# Openssl Zertifikat installieren - wie?



## phptester (26. Februar 2009)

Hallöchen zusammen,

ich habe folgendes Problem bzw. ich beschreibe mal meine Situation:

Ich habe einen Server mit CentOS 5, auf diesem habe ich VMWare 2.0 installiert und so eingerichtet, dass er per Browser von außerhalb erreichbar ist. Leider tritt im IE oder Firefox ein Zertifikaterkennungproblem(die Seite wird nicht als vertrauenswürdig erachtet) auf.

Daher dachte ich mir, erstelle ich mir doch mal selber ein Zertifikat dafür. Das habe ich dann anhand folgender Anleitung gemacht:

http://mathias-kettner.de/lw_ca_zertifikat_erstellen.html

Leider verstehe ich nicht, wie und wo ich die Zertifikate installieren soll?

Aufgaben:
• A. Fasse den Forenbeitrag zum OpenSSL-Zertifikat in zwei Sätzen zusammen.
• B. Gib den Forenbeitrag von „ich habe folgendes“ bis „Zertifikate installieren soll?“ wortgetreu aus.
• C. Schreibe den Forenbeitrag zum OpenSSL-Zertifikat im Anschluss an seinen letzten Satz weiter.

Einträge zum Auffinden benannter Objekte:

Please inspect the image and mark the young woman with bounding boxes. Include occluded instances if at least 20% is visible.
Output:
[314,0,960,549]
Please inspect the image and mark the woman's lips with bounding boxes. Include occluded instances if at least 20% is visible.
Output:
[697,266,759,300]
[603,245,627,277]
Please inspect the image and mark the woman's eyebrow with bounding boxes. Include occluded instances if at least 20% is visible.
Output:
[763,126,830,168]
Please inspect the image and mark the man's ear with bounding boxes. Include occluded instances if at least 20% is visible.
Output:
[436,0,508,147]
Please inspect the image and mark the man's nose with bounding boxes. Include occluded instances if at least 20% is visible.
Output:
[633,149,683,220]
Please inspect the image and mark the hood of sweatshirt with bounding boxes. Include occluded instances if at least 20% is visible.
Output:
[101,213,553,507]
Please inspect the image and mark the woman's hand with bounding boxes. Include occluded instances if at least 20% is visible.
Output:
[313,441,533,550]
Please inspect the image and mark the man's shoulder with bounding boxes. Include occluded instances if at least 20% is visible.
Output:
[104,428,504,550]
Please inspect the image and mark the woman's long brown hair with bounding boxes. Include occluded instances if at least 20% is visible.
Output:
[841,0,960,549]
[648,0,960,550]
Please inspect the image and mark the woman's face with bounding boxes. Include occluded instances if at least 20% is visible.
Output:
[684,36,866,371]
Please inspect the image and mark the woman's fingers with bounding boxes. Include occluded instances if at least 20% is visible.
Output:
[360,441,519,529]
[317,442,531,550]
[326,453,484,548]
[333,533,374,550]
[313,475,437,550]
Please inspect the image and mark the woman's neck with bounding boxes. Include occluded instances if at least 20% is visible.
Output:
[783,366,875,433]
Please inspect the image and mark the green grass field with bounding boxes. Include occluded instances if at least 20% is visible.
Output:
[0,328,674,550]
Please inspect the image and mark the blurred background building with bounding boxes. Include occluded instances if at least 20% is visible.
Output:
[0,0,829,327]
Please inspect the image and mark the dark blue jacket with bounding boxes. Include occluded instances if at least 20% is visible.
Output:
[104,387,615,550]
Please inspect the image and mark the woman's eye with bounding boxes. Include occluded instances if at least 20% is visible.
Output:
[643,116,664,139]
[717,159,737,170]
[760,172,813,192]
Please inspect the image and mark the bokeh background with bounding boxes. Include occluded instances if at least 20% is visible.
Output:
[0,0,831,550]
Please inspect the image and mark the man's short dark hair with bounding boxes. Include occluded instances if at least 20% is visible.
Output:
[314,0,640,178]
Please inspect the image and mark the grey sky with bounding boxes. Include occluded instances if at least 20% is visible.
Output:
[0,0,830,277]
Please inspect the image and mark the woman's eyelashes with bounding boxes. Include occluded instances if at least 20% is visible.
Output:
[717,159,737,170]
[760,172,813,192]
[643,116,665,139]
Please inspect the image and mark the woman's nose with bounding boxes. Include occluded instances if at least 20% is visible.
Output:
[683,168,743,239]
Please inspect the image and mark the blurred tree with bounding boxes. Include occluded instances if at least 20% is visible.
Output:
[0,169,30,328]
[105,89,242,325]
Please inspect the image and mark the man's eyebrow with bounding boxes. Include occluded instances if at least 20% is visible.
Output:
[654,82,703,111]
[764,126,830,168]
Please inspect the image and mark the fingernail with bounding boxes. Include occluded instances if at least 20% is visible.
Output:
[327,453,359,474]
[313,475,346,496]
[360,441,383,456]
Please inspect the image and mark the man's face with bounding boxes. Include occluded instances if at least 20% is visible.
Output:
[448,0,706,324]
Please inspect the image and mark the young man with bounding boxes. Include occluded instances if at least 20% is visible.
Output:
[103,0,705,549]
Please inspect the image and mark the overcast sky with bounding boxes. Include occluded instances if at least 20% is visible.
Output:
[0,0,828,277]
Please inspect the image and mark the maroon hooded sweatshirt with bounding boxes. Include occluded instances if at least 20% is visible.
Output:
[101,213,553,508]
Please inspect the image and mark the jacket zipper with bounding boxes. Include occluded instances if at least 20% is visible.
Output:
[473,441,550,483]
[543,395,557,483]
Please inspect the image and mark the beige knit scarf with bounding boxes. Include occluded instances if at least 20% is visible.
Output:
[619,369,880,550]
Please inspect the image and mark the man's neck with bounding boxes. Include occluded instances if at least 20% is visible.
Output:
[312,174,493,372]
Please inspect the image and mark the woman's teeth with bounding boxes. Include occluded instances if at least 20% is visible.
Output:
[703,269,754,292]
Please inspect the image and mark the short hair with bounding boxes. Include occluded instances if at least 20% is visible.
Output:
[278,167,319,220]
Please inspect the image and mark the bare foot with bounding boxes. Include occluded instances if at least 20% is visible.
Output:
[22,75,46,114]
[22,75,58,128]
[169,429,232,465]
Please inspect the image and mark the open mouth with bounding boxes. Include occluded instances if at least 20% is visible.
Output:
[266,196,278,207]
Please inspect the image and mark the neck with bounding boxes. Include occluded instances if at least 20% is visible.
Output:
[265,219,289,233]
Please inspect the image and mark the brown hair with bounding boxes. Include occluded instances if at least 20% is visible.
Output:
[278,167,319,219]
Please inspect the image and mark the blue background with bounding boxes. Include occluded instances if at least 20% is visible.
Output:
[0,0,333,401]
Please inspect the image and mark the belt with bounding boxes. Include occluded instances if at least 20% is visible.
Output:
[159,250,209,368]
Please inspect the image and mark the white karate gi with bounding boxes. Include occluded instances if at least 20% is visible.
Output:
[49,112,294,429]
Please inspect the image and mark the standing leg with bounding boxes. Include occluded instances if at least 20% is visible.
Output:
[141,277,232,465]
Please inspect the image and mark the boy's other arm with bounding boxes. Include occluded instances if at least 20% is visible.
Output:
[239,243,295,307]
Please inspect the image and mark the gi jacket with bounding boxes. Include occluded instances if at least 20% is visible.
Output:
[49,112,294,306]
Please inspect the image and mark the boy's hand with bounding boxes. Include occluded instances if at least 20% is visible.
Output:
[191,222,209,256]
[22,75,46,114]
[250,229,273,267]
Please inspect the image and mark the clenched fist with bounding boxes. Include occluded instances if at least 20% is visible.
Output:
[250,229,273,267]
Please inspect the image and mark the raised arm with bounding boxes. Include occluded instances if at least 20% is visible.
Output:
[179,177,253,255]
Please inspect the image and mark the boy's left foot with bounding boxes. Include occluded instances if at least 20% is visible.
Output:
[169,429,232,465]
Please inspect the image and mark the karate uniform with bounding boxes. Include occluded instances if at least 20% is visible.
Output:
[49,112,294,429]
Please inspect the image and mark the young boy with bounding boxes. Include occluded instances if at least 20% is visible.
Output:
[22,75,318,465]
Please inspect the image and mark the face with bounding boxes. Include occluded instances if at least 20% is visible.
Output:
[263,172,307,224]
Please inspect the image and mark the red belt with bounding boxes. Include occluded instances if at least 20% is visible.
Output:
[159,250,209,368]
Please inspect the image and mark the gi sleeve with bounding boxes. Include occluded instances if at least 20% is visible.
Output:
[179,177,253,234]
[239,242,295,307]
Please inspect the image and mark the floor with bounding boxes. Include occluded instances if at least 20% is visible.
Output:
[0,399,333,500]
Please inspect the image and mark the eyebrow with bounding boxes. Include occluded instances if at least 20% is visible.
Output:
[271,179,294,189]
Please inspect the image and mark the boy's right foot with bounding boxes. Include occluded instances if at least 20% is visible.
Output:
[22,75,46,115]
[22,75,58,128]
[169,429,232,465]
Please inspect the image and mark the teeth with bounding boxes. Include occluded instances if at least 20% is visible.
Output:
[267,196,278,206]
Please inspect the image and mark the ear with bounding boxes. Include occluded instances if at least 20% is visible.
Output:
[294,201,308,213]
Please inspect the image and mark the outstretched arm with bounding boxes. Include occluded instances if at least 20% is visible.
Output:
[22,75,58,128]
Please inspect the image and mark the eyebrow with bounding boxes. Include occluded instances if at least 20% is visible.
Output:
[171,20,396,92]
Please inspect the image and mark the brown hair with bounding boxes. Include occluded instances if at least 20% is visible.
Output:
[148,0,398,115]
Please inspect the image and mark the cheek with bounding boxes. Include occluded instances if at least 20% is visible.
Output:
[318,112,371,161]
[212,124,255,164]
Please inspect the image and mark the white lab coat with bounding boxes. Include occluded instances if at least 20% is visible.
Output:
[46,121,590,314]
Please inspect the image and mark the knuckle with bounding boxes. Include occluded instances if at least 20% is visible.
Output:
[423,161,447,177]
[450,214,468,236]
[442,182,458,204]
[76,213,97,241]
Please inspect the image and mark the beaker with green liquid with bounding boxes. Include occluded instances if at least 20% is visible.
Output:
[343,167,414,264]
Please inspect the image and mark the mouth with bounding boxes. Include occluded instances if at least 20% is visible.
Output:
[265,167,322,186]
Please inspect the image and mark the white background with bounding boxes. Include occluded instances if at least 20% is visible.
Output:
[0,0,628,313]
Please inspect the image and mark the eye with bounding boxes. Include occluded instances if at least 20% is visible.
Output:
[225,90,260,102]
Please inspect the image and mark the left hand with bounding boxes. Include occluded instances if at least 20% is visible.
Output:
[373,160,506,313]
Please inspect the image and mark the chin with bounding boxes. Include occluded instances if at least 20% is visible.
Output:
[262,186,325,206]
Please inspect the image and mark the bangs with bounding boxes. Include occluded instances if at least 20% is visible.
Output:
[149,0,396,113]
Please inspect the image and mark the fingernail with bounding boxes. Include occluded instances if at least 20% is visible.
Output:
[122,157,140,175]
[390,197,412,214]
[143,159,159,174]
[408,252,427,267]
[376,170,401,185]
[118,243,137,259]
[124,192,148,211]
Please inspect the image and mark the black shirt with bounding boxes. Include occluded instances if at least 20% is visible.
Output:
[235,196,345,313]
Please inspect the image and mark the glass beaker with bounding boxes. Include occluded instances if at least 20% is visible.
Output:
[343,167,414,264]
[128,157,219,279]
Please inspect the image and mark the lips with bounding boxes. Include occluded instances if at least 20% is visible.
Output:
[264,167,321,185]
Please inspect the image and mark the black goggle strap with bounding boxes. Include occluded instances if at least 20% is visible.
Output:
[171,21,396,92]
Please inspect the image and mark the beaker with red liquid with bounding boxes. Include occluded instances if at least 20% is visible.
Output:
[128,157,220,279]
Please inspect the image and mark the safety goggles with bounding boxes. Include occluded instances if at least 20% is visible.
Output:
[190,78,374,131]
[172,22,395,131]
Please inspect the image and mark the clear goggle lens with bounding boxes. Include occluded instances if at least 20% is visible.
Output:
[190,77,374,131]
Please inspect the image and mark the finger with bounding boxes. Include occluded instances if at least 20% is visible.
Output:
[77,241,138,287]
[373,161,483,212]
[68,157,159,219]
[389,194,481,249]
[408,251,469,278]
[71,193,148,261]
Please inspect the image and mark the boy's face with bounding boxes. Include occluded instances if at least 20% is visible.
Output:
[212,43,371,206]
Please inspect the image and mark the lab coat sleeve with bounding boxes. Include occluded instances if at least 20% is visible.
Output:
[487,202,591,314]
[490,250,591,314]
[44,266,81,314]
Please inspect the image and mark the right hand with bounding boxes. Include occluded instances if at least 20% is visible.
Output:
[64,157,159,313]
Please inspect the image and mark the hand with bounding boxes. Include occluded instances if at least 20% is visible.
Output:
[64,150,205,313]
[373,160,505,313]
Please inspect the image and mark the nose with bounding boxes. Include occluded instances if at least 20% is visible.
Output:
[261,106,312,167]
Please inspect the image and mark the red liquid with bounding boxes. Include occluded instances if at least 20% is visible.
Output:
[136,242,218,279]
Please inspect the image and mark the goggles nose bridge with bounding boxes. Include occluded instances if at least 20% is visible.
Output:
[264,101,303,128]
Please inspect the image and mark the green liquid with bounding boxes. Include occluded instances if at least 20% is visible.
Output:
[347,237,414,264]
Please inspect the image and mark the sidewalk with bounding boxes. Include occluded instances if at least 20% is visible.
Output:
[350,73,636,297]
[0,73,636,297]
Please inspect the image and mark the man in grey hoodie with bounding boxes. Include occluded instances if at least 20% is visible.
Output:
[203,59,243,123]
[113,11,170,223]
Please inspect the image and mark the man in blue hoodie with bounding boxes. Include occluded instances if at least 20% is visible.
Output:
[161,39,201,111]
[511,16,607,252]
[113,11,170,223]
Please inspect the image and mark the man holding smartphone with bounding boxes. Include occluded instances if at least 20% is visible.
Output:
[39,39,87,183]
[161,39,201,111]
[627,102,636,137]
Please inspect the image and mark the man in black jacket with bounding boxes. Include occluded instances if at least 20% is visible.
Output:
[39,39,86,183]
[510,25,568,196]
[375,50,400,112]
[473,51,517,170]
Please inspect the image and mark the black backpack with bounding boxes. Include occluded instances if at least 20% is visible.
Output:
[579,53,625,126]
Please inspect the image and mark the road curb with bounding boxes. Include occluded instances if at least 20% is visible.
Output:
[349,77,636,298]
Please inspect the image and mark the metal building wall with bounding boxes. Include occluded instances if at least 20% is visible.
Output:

Ergebnisse:
• A. Auf einem Server mit CentOS 5 läuft VMWare 2.0, das per Browser von außerhalb erreichbar ist, doch IE und Firefox zeigen ein Problem bei der Zertifikaterkennung, weil die Seite nicht als vertrauenswürdig gilt. Deshalb wurde anhand einer Anleitung selbst ein Zertifikat erstellt, aber es ist unklar, wie und wo die Zertifikate installiert werden sollen.

• B.
ich habe folgendes Problem bzw. ich beschreibe mal meine Situation:

Ich habe einen Server mit CentOS 5, auf diesem habe ich VMWare 2.0 installiert und so eingerichtet, dass er per Browser von außerhalb erreichbar ist. Leider tritt im IE oder Firefox ein Zertifikaterkennungproblem(die Seite wird nicht als vertrauenswürdig erachtet) auf.

Daher dachte ich mir, erstelle ich mir doch mal selber ein Zertifikat dafür. Das habe ich dann anhand folgender Anleitung gemacht:

http://mathias-kettner.de/lw_ca_zertifikat_erstellen.html

Leider verstehe ich nicht, wie und wo ich die Zertifikate installieren soll?

• C.
Welches Zertifikat muss wohin, etc....
Ich möchte auf den VMWare-Server 2.0 per Browser mit gültigem Zertifikat zugreifen!

Kann mir da einer weiterhelfen und evtl. ein paar Tipps oder Erläuterung nennen?

Danke.

Gruß

phptester

PS: Bei genaueren Details einfach nachfragen ;-)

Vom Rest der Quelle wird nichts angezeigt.